- _What you are asked to do_
All lines in the records that carry the string "below" are to be shown.

(Saved data entries)
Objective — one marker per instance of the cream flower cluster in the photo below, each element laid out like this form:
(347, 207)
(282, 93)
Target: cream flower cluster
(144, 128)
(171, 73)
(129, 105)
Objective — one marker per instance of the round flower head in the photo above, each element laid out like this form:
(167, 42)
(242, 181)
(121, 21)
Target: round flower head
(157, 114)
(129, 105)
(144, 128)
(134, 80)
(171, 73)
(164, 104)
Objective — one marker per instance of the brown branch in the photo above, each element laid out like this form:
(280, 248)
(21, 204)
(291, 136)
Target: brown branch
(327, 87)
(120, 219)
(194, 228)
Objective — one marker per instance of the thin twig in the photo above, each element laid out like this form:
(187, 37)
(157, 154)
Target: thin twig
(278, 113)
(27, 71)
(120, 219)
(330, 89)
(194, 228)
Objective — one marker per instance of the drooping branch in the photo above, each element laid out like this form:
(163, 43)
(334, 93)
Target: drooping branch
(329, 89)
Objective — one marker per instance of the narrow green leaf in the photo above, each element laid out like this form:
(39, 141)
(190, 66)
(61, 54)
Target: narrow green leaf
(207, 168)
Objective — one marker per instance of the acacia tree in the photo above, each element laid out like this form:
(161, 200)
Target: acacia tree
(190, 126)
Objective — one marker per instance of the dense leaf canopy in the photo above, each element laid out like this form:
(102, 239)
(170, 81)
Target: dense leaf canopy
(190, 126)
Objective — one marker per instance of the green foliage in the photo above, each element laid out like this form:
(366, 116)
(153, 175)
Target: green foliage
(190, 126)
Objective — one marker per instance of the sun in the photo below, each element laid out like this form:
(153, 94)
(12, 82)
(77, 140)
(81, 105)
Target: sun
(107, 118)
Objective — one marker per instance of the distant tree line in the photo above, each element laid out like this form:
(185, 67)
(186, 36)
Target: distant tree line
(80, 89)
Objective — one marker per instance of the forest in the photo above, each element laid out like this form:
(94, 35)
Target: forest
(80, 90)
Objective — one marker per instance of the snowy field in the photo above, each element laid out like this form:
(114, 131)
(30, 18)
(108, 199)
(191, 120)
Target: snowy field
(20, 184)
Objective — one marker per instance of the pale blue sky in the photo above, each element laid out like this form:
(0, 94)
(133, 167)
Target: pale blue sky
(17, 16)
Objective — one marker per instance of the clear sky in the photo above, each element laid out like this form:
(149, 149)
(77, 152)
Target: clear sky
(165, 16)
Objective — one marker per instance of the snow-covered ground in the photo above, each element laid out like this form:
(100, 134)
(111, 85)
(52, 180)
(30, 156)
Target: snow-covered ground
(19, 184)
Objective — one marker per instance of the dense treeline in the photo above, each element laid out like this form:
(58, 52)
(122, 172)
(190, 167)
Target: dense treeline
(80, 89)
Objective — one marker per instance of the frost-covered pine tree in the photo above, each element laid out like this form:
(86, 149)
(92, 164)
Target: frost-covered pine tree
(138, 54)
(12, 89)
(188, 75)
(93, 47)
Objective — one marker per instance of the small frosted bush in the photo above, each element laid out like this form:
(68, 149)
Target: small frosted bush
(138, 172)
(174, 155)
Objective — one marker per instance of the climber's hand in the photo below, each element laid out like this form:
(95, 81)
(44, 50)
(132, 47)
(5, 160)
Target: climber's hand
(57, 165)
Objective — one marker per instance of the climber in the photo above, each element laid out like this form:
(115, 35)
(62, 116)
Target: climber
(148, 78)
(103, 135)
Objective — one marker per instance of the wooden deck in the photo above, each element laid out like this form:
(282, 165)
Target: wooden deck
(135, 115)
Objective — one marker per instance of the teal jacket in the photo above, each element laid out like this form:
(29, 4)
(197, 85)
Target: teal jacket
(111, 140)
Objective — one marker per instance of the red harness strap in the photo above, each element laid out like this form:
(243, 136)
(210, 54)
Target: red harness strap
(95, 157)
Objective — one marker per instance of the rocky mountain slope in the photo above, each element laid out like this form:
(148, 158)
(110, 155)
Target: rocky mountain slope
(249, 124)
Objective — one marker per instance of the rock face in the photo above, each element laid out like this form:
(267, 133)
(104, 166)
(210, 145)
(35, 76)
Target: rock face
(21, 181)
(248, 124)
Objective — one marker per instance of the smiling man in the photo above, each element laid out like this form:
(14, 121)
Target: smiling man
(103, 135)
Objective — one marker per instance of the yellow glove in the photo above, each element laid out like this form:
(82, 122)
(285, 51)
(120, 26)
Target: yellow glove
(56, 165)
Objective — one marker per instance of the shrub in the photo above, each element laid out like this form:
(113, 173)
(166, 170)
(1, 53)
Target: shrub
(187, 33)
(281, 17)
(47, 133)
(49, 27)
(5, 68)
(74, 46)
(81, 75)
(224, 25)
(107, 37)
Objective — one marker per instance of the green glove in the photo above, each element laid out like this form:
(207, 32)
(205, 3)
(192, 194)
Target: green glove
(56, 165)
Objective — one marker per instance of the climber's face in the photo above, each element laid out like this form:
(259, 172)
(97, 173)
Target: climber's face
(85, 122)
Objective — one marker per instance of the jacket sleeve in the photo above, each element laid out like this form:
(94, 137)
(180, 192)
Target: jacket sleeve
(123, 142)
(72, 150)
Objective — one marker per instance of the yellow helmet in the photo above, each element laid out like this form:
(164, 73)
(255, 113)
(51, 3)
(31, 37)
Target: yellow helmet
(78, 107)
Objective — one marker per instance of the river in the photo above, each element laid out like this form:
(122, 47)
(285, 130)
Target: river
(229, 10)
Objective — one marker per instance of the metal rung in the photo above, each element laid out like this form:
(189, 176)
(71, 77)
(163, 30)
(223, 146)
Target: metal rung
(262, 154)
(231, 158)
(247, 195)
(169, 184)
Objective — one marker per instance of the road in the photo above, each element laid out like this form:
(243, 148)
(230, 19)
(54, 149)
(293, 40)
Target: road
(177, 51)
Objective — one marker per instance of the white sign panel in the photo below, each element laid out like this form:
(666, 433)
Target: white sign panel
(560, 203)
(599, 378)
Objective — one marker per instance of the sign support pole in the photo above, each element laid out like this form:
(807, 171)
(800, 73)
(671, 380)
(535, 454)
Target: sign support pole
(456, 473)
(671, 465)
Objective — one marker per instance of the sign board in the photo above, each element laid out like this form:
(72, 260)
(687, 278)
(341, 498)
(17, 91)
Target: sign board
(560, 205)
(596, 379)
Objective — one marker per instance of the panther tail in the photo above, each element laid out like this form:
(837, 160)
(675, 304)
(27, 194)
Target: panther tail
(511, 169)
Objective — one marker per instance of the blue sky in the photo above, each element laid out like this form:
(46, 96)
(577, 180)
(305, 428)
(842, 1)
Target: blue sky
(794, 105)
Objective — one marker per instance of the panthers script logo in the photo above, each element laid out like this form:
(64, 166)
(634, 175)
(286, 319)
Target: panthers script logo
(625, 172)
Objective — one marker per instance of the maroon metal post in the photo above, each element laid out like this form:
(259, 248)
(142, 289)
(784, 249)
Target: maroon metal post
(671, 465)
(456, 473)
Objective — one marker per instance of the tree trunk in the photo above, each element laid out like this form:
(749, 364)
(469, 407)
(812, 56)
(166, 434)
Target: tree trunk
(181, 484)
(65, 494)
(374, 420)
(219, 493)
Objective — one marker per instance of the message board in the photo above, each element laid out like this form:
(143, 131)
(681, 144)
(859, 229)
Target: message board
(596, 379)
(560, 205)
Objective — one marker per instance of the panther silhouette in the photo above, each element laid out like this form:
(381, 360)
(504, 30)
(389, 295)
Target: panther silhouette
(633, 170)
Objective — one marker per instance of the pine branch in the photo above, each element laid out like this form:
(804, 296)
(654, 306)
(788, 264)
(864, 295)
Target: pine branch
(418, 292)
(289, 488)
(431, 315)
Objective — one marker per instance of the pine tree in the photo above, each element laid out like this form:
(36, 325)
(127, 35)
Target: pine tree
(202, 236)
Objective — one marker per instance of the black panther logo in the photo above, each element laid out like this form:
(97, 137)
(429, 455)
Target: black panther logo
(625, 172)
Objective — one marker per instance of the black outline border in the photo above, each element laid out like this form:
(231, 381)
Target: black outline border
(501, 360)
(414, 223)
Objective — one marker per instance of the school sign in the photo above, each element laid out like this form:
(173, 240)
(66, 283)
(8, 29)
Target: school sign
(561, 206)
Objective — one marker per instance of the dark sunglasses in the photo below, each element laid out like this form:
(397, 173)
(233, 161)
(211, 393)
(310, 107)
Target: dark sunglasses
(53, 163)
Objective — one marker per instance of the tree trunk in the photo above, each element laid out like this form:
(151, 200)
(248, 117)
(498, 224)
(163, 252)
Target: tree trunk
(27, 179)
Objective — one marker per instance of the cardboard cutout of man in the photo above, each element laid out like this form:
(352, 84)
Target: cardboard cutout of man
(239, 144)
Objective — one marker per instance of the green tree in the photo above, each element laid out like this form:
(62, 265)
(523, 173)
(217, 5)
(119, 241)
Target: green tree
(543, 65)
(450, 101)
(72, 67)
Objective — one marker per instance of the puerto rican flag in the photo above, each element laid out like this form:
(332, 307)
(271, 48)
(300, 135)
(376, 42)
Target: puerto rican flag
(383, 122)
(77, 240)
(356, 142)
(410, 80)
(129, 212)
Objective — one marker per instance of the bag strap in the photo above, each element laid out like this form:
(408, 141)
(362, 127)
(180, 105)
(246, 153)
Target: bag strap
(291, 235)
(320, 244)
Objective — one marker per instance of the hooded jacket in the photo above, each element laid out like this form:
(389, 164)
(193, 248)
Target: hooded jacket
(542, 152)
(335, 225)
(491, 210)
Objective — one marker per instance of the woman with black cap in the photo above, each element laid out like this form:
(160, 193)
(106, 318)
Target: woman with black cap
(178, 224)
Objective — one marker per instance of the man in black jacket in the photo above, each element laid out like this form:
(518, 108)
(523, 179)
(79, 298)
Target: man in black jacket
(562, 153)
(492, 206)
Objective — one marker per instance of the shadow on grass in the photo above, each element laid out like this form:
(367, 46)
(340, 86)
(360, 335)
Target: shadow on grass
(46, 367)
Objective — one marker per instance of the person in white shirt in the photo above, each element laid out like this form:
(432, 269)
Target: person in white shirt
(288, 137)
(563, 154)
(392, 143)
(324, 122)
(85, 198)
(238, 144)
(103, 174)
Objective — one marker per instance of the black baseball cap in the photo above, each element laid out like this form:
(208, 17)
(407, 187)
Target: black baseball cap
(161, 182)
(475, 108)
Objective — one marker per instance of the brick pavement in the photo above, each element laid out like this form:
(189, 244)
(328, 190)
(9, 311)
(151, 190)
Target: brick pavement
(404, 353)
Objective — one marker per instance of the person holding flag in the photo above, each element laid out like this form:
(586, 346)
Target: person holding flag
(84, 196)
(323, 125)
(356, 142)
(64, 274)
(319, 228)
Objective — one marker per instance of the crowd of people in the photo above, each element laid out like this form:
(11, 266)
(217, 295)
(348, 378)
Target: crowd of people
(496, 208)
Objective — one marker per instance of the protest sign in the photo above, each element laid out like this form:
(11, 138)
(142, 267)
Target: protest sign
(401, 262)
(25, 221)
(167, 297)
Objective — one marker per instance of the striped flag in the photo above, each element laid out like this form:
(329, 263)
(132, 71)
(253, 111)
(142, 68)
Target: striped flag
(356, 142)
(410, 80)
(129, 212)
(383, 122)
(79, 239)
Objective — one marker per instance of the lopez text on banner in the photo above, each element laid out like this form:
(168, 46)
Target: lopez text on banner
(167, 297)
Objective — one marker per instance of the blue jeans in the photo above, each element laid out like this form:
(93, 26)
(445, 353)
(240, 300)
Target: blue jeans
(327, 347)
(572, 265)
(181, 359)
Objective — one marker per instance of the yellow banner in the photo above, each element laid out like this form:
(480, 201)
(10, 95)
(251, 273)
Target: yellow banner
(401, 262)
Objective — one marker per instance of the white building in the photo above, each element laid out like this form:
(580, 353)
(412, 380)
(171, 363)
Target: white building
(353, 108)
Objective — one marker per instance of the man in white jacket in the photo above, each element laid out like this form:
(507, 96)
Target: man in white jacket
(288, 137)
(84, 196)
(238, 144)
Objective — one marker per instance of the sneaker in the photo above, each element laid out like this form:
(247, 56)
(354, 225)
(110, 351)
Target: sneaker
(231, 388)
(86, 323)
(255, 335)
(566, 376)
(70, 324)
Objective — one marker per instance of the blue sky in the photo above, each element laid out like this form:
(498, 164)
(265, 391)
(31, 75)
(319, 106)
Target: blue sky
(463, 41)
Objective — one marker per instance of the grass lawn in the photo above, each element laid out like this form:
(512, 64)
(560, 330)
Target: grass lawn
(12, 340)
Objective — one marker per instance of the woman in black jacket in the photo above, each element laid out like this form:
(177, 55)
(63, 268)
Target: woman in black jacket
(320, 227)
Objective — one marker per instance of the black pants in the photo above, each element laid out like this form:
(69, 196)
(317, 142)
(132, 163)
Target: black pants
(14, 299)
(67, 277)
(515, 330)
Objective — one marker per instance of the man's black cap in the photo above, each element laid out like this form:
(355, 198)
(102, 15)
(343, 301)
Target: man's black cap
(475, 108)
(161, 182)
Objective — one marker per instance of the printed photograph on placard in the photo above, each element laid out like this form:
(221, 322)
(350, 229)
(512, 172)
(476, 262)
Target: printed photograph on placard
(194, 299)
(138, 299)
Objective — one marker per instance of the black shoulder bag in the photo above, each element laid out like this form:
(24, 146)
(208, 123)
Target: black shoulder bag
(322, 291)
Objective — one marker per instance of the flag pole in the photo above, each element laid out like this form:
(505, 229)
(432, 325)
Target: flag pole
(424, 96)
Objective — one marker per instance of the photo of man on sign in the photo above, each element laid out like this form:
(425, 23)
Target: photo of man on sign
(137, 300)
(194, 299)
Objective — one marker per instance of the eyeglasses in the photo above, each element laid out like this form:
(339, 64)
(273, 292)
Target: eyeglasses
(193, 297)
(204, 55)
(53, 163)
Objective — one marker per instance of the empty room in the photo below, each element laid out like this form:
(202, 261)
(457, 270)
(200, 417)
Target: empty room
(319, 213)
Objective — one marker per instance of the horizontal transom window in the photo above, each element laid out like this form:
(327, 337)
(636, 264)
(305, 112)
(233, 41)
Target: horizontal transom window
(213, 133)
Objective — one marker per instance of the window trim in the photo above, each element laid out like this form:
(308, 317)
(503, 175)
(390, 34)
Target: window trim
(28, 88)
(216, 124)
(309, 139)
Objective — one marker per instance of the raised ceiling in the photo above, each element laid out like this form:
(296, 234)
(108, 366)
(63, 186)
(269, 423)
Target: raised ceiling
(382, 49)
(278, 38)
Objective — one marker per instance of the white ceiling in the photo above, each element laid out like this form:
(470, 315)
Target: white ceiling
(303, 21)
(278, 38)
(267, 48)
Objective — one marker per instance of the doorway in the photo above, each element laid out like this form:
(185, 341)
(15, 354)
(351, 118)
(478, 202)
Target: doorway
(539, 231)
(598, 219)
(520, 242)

- _Task response_
Objective — one marker per instance of the cream flower cluster in the photo below, each element laid out like this form:
Objective — one marker per instance of the sun in the photo below, each element laid out like this form:
Objective — one marker per instance of the climber's hand in the photo below, each element laid out like this form:
Objective — one marker per instance of the white sign panel in the photo below, each element laid out like this form:
Objective — one marker per instance of the dark sunglasses in the photo below, each element laid out like this form:
Objective — one marker per instance of the empty room in the photo below, each element laid out like this form:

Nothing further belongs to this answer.